Prompt:
Write out the entries again exactly as they are given.

::: Data entries :::

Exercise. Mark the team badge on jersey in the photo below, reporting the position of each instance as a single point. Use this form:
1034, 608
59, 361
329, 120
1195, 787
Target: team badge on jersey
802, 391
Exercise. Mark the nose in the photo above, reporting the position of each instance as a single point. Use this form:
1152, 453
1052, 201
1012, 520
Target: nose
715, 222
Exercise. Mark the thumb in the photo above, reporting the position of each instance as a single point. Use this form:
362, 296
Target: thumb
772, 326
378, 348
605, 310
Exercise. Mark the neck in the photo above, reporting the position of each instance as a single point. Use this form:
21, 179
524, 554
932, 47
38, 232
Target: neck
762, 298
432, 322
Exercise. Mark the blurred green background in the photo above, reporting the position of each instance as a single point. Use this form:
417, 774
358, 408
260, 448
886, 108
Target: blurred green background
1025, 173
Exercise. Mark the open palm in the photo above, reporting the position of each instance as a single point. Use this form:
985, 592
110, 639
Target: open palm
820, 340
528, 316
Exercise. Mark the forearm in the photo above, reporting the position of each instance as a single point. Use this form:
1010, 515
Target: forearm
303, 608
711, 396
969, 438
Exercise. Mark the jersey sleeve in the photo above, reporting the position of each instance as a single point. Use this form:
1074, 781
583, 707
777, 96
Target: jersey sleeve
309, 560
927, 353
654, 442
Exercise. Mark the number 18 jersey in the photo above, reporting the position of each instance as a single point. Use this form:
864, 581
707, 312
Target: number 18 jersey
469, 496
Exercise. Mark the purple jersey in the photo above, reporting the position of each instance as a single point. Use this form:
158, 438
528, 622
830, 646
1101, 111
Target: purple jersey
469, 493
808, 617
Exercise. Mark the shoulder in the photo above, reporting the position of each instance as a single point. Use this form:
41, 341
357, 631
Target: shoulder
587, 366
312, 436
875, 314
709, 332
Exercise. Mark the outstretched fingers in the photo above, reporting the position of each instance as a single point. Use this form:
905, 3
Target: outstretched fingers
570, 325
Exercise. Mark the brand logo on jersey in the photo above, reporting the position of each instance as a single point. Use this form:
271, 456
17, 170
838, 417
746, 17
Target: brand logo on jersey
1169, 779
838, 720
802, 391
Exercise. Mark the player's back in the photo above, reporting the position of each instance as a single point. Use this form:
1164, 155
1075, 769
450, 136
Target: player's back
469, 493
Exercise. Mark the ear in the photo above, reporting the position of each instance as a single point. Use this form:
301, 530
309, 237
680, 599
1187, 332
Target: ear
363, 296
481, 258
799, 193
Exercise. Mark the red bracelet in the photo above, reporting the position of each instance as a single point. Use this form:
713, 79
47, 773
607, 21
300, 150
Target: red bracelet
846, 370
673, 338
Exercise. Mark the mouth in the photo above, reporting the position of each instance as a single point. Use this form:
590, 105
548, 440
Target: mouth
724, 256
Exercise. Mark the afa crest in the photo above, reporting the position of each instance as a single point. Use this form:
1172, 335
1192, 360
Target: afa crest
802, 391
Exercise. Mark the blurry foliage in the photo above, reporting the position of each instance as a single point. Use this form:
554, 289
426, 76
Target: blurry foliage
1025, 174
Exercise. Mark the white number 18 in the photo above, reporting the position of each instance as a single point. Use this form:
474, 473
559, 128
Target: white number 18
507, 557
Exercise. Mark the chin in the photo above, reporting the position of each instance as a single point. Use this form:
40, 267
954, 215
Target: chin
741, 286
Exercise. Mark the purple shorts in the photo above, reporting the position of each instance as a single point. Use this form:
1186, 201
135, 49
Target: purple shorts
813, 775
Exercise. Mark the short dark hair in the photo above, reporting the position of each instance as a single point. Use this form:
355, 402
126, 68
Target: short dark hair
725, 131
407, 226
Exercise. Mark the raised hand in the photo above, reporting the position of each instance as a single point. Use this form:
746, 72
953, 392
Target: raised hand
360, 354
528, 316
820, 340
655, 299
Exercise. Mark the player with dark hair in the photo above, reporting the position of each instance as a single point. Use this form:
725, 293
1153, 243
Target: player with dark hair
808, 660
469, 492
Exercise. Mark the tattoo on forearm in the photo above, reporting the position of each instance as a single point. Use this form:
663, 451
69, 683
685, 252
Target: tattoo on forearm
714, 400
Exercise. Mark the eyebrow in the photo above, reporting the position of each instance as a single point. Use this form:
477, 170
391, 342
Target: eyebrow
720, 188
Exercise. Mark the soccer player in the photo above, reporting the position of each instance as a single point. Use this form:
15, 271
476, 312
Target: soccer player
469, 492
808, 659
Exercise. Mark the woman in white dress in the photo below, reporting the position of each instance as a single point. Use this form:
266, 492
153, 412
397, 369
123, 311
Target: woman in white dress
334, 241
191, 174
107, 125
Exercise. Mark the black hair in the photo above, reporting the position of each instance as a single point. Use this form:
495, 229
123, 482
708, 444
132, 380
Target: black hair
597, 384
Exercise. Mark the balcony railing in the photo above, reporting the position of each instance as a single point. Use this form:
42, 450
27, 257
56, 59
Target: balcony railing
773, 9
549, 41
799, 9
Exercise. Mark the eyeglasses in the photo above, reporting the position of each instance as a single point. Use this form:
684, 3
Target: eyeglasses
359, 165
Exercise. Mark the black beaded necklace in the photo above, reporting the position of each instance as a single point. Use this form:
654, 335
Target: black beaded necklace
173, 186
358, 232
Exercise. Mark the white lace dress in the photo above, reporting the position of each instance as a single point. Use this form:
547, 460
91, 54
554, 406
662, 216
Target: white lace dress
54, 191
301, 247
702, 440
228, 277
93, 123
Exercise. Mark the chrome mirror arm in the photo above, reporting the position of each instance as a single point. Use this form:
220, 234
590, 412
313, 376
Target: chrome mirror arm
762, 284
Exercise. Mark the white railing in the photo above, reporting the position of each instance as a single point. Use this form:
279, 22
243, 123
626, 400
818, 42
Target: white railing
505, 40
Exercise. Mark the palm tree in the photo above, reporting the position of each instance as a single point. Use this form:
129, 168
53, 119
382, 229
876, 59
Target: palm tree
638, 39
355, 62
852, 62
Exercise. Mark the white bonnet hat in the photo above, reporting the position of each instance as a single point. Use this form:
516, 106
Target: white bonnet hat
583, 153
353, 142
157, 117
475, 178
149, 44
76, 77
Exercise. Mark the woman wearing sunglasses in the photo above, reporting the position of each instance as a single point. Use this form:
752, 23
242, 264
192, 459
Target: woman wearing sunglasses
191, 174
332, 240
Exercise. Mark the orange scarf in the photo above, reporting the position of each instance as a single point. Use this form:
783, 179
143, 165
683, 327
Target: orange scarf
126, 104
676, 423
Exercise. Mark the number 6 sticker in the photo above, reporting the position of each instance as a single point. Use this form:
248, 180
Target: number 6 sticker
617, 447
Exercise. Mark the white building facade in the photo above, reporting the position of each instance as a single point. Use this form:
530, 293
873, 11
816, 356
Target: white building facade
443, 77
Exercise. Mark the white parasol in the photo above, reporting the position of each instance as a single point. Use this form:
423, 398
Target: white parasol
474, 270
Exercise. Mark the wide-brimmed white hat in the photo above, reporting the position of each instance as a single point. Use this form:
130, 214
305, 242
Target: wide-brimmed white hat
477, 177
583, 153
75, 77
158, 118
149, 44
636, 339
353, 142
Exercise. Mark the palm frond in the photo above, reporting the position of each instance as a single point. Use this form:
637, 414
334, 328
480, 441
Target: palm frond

:::

Correct result:
Exercise. Mark the team badge on jersey in the photo below, reporting the position of each instance as a single point. Use this form:
1034, 608
59, 361
329, 120
1195, 787
Target: team badge on jersey
802, 391
Exercise. Mark the nose in the photo above, reporting the position of each instance as a single point. Use this form:
1152, 453
1052, 201
1012, 520
Target: nose
715, 222
Exercise. Mark the thumb in the photo above, reporting the position of each instance as a single point. Use this form:
362, 296
Target: thumb
772, 326
378, 348
605, 310
Exercise. Mark the neck in the photo above, reporting the position of each instance as a single point. Use this form:
21, 179
524, 554
932, 47
38, 232
Target: neck
762, 298
432, 322
Exercise. Mark the blurred green background in the photo above, reporting the position of each instance as a single point. Use this form:
417, 774
358, 408
260, 448
886, 108
Target: blurred green background
1025, 173
Exercise. Mark the open palm in the photo above, reporting the position of each instance as a single point. Use this form:
985, 592
110, 639
Target: open palm
820, 340
528, 316
Exercise. Mark the forearm in the photo above, reporting the position of each instance as a single point. Use this form:
1010, 515
Target: forearm
303, 608
711, 396
969, 438
Exercise. Mark the jersey sleeve in the photo above, reporting the position of each instance as a single point. Use this form:
1074, 781
583, 707
777, 96
Target: jersey sleeve
309, 560
927, 353
654, 442
Exercise. Mark the number 18 jersey in the photo above, reporting the position of each instance as a single point. Use this form:
864, 581
707, 312
Target: number 18 jersey
469, 496
Exercise. Mark the purple jersey in the photo above, reporting the position of each instance as a single point. Use this form:
158, 438
528, 622
830, 646
1101, 111
Target: purple jersey
469, 493
808, 617
Exercise. Mark the shoulder in the photo above, reporting the position of each instance as a single point. Use this form:
41, 341
357, 631
Target: shoulder
587, 366
312, 436
875, 314
709, 332
Exercise. Mark the outstretched fingers in the photo above, reporting the position of each instance as a single point. Use this form:
905, 3
Target: outstretched fingers
570, 325
Exercise. Mark the brand logo on jersey in the photo above, reporting the position of each instance as a single point. Use this form:
271, 456
17, 170
838, 417
746, 17
Target: brand logo on jersey
1169, 779
838, 720
802, 391
Exercise. Mark the player's back in the photo above, reporting the position of each instance as a single point. Use this form:
1164, 155
1075, 769
450, 136
Target: player's back
469, 493
Exercise. Mark the ear in the photo above, reporting the position of each instance as a single point. Use this form:
301, 530
309, 237
680, 599
1187, 332
Target: ear
363, 296
481, 258
799, 193
Exercise. Mark the red bracelet in the photo above, reporting the position of each instance as a single point. Use this form:
713, 79
47, 773
607, 21
300, 150
Target: red bracelet
846, 370
673, 338
Exercise. Mark the mouth in the photo above, reporting the position of each instance as a single point. Use this form:
590, 105
548, 440
Target: mouth
724, 256
Exercise. Mark the afa crest in the photo above, reporting the position of each instance as a single point. Use this form:
1172, 335
1192, 360
Target: afa crest
802, 391
Exercise. Mark the blurry foliage in the photo above, reporting the position of each instance as a single point. Use this form:
554, 289
426, 76
Target: blurry foliage
1025, 174
Exercise. Mark the white number 18 in the photo above, reporting the position of each instance as a single point. Use this form:
474, 473
559, 128
Target: white number 18
507, 557
Exercise. Mark the chin in the photo above, reporting the position of each instance as a single point. Use this form:
40, 267
954, 215
Target: chin
741, 286
Exercise. Mark the purple shorts in the photo above, reporting the position of each instance as a single point. Use this form:
1186, 201
135, 49
Target: purple shorts
813, 775
Exercise. Mark the short dark hair in the photo above, reporting the position of each instance as a single point. Use this form:
355, 402
126, 68
Target: short dark hair
725, 131
407, 226
Exercise. Mark the raised hand in the photo above, reporting the position of each instance as a single point. Use this form:
746, 72
953, 392
Target: raised hand
360, 354
528, 316
820, 340
655, 299
Exercise. Mark the player with dark hair in the photo above, reporting the position of each instance as a single point. Use this form:
725, 293
1153, 243
Target: player with dark hair
808, 660
469, 492
Exercise. Mark the tattoo on forearm in the photo above, reporting the position of each instance as a single point. Use this form:
663, 451
69, 683
685, 252
Target: tattoo on forearm
714, 400
Exercise. Mark the eyebrow in the photo above, reporting the position of each instance as a single point. Use this form:
477, 170
391, 342
Target: eyebrow
720, 188
Exercise. Mark the soccer player in the photo above, reporting the position of each instance as a single point. Use this form:
15, 271
476, 312
Target: soccer player
469, 492
808, 659
Exercise. Mark the woman in white dress in the photo below, reporting the position of each instance as a single point. Use this form:
266, 492
153, 412
397, 369
123, 311
Target: woman in white dress
334, 241
191, 174
107, 125
Exercise. Mark the black hair in the photo above, reporting the position of each instance as a single point. Use this form:
495, 229
123, 482
708, 444
132, 380
Target: black hair
597, 384
Exercise. Mark the balcony railing in the photo above, reporting the position of each instance as a single point. Use this form:
42, 450
27, 257
56, 59
Target: balcony railing
773, 9
549, 41
799, 9
Exercise. Mark the eyeglasses in the photo above, reporting the position of each instance as a single point. Use this form:
684, 3
Target: eyeglasses
359, 165
Exercise. Mark the black beaded necklace in the photo above, reporting the position of each instance as a single point. Use this form:
654, 335
Target: black beaded necklace
173, 186
358, 232
Exercise. Mark the white lace dress in the photo above, reporting the position of each instance as a single point. Use this form:
547, 460
91, 54
554, 406
662, 216
Target: white lace dress
54, 191
301, 247
702, 440
228, 277
93, 123
Exercise. Mark the chrome mirror arm in the photo above, reporting the position of each instance as a single point. Use this form:
220, 234
590, 412
313, 376
Target: chrome mirror arm
762, 284
Exercise. Mark the white railing in the photo above, reporting the position of each instance as a single point. Use this form:
279, 22
243, 123
626, 400
818, 42
Target: white railing
505, 40
Exercise. Mark the palm tree in the photo above, reporting the position of each instance as a single point. Use this form:
129, 168
53, 119
382, 229
876, 59
Target: palm tree
638, 39
355, 62
852, 62
Exercise. Mark the white bonnet hat in the photo above, reporting the position of each instance as a single point. Use this form:
516, 106
Target: white bonnet hat
583, 153
353, 142
157, 117
475, 178
149, 44
76, 77
Exercise. Mark the woman wearing sunglasses in the photo above, reporting the position of each instance as a single point. Use this form:
752, 23
242, 264
192, 459
Target: woman wearing sunglasses
191, 174
332, 240
Exercise. Mark the orange scarf in the photo above, reporting the position of each instance as a single point. Use this form:
783, 179
143, 165
683, 327
Target: orange scarf
126, 104
676, 423
Exercise. Mark the number 6 sticker in the photo above, reporting the position of each instance as a single point. Use this form:
248, 180
Target: number 6 sticker
617, 447
Exercise. Mark the white building facade in the photo above, reporting the position of each instance as a single point. Use this form:
530, 293
873, 11
816, 356
Target: white building facade
443, 77
Exercise. Mark the white parasol in the photo above, reporting the position of each instance as a single point. Use this form:
423, 398
Target: white parasol
474, 270
Exercise. Mark the wide-brimmed white hat in the photo above, reporting the position of each instance as a single point. Use this form:
130, 214
305, 242
Target: wide-brimmed white hat
477, 177
583, 153
75, 77
158, 118
149, 44
636, 339
353, 142
Exercise. Mark the palm frond in the photo above, reporting the position of each instance as a single point. Use this form:
637, 414
334, 328
480, 441
Target: palm frond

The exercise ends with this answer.